__Records for this task__
----------------
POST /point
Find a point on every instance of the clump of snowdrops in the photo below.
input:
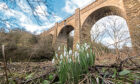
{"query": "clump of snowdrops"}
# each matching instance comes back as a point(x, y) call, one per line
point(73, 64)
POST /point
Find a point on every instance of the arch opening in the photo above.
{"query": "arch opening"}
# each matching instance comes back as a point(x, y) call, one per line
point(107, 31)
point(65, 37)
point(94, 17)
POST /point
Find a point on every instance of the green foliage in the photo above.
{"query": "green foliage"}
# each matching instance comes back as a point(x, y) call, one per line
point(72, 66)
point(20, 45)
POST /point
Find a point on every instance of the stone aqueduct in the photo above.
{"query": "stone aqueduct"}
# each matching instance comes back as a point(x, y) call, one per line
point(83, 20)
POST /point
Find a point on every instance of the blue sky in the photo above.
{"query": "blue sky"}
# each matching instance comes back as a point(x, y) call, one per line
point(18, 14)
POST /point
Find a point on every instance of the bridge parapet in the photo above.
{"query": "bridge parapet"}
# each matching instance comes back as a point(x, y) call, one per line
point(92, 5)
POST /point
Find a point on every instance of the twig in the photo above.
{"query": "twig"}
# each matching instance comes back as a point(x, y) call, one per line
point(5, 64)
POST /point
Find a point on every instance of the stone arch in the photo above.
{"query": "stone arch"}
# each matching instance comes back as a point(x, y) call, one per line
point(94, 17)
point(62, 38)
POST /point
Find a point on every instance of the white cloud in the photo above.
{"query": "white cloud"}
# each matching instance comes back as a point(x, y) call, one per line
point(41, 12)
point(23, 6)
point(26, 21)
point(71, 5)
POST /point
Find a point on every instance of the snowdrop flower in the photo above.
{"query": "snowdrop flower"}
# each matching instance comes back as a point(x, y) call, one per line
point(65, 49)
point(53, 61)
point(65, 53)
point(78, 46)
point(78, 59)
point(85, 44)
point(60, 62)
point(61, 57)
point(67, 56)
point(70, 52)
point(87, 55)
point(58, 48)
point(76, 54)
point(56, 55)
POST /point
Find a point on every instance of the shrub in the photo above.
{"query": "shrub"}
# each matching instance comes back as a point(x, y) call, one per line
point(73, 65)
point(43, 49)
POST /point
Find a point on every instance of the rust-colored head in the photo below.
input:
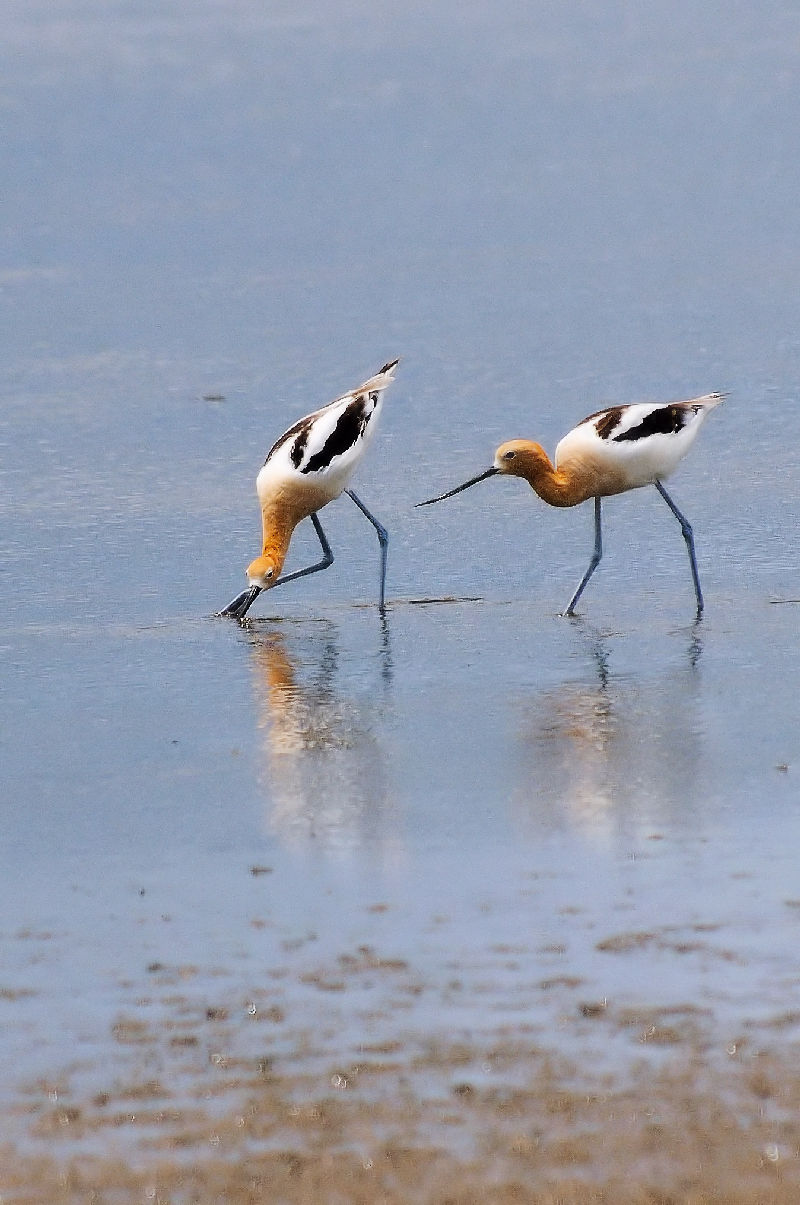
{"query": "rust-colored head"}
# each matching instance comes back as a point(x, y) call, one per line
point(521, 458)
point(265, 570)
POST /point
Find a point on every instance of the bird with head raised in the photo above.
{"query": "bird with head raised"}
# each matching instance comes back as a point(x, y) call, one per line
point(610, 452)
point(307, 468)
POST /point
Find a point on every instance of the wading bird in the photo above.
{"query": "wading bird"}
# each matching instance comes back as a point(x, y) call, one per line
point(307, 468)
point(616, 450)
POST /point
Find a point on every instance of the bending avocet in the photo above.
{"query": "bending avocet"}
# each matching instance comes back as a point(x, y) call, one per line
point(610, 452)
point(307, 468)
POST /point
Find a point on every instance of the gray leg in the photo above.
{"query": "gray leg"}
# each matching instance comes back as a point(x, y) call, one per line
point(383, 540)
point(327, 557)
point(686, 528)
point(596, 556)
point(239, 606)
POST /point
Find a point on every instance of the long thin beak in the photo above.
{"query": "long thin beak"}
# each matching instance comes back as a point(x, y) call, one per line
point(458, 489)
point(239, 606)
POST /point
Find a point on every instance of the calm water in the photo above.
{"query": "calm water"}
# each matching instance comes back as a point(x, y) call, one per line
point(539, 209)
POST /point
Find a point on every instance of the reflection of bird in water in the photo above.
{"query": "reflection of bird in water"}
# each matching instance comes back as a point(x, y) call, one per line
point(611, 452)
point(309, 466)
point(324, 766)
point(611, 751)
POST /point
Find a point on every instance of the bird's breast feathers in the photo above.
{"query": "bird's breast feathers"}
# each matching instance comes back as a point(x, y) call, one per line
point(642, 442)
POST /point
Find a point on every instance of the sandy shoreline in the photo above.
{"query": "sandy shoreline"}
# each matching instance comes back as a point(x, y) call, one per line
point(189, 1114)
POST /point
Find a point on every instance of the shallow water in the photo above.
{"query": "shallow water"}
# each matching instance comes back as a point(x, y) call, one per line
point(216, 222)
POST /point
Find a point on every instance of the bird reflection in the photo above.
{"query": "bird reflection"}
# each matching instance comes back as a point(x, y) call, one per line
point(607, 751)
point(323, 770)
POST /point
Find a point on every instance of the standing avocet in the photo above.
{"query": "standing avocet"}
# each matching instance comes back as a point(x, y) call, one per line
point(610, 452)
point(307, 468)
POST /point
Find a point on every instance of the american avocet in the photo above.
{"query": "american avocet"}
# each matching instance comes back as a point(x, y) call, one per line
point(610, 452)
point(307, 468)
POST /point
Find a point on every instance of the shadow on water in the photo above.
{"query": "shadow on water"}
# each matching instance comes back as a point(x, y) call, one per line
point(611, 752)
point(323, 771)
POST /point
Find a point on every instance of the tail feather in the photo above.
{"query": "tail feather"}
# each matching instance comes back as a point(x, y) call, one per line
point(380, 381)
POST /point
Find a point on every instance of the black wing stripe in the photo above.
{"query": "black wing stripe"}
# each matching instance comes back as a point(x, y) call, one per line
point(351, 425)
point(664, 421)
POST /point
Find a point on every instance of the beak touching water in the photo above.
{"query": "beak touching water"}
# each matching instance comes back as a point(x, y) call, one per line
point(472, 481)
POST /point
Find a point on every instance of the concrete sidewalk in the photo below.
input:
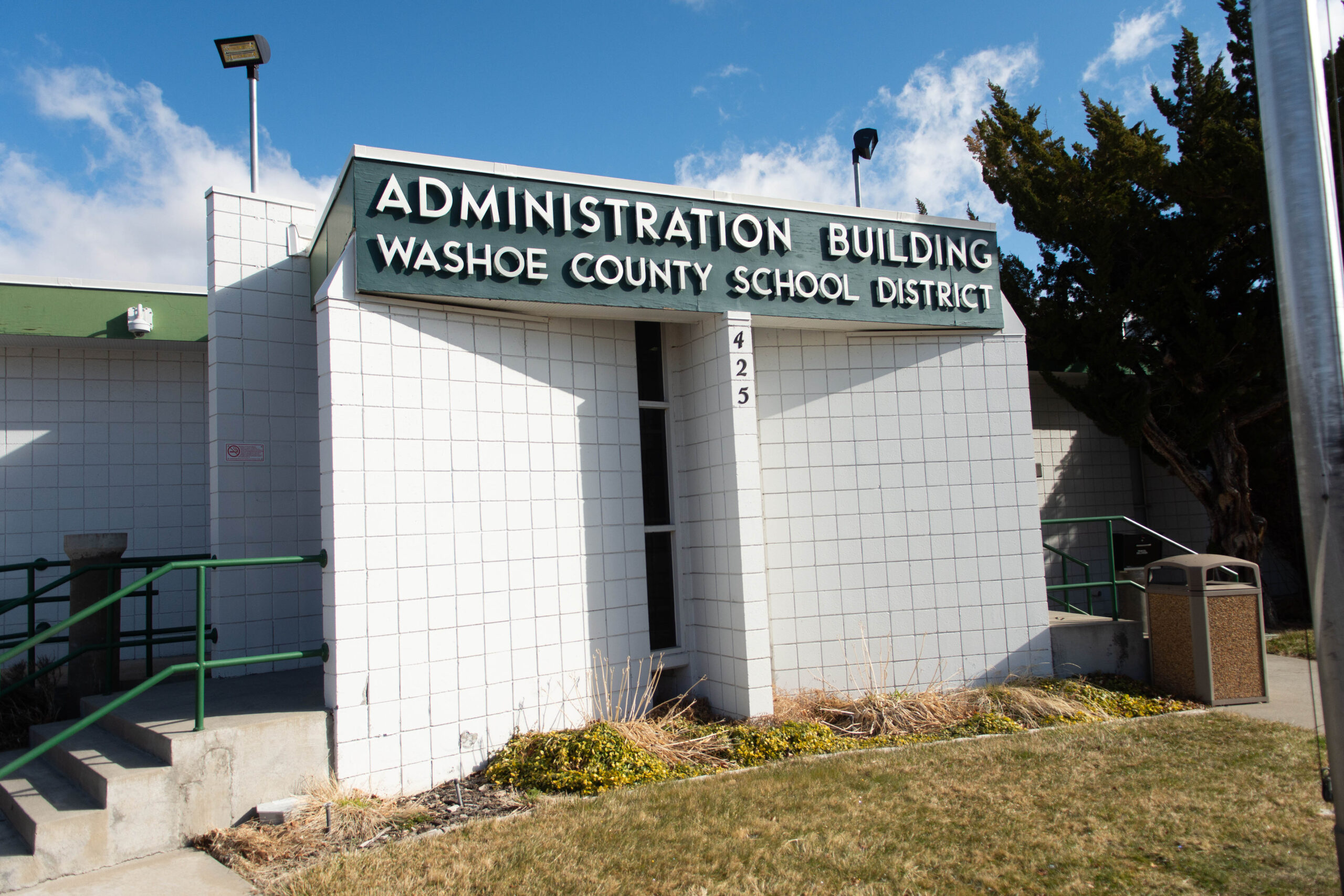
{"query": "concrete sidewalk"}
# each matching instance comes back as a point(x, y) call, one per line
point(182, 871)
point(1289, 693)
----------------
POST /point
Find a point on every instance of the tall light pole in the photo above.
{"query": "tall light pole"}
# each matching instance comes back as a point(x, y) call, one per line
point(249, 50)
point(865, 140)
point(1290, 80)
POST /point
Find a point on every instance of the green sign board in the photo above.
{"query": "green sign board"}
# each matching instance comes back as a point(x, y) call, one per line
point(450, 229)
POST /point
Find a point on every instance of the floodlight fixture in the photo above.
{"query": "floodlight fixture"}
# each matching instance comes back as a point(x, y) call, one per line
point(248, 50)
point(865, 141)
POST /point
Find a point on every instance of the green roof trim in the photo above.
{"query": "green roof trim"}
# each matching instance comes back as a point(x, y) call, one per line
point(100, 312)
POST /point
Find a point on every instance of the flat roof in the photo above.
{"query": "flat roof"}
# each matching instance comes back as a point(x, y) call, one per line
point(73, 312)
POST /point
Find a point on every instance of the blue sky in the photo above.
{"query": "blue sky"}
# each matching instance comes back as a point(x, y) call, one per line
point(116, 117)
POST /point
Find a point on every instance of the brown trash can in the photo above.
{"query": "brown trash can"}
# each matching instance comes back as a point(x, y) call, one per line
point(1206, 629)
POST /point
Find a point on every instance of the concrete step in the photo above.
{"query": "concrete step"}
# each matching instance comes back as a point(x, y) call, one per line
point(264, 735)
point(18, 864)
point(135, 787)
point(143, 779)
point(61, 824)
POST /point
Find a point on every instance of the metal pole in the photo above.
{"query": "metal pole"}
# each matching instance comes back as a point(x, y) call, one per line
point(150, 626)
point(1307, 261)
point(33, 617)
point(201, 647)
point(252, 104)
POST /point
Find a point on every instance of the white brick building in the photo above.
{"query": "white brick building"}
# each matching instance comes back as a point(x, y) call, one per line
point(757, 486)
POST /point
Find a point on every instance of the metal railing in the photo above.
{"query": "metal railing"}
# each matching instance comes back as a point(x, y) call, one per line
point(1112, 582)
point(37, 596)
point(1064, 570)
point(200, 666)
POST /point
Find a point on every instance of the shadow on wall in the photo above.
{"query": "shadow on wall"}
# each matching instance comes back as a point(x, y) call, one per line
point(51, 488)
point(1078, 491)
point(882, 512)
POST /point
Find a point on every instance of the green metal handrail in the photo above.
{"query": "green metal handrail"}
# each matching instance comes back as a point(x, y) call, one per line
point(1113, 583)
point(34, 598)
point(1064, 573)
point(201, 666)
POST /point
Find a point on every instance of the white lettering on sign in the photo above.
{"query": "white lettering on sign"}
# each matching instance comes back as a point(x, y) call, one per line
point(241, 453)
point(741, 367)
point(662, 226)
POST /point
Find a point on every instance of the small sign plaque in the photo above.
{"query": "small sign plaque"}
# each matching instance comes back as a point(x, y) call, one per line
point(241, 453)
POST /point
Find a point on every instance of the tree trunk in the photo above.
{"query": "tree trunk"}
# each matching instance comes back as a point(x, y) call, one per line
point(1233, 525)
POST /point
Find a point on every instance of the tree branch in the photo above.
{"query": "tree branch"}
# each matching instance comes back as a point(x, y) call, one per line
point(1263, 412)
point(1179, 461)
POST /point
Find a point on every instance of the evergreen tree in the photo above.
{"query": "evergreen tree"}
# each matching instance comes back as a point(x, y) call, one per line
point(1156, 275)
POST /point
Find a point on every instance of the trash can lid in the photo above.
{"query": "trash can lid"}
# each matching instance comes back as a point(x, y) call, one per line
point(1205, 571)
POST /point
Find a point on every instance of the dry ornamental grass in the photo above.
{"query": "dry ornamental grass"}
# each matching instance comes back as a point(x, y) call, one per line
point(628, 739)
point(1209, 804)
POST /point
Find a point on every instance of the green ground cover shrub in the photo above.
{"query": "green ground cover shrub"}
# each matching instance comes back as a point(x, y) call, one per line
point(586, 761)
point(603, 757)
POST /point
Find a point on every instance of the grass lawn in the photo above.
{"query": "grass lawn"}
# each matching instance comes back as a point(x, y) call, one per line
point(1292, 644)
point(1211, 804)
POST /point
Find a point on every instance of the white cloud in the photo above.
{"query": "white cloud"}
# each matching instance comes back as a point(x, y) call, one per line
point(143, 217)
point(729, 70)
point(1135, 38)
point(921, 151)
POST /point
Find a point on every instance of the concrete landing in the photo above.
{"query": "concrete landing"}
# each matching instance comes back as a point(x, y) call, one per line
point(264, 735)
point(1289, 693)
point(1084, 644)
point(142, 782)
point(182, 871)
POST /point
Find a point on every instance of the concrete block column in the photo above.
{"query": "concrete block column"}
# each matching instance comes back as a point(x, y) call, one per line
----------------
__Problem statement__
Once you have located every line with the word "plaque" in the material above, list those lines.

__Task solution__
Find a point on every instance of the small sign plaque in the photo above.
{"query": "small sign plaque"}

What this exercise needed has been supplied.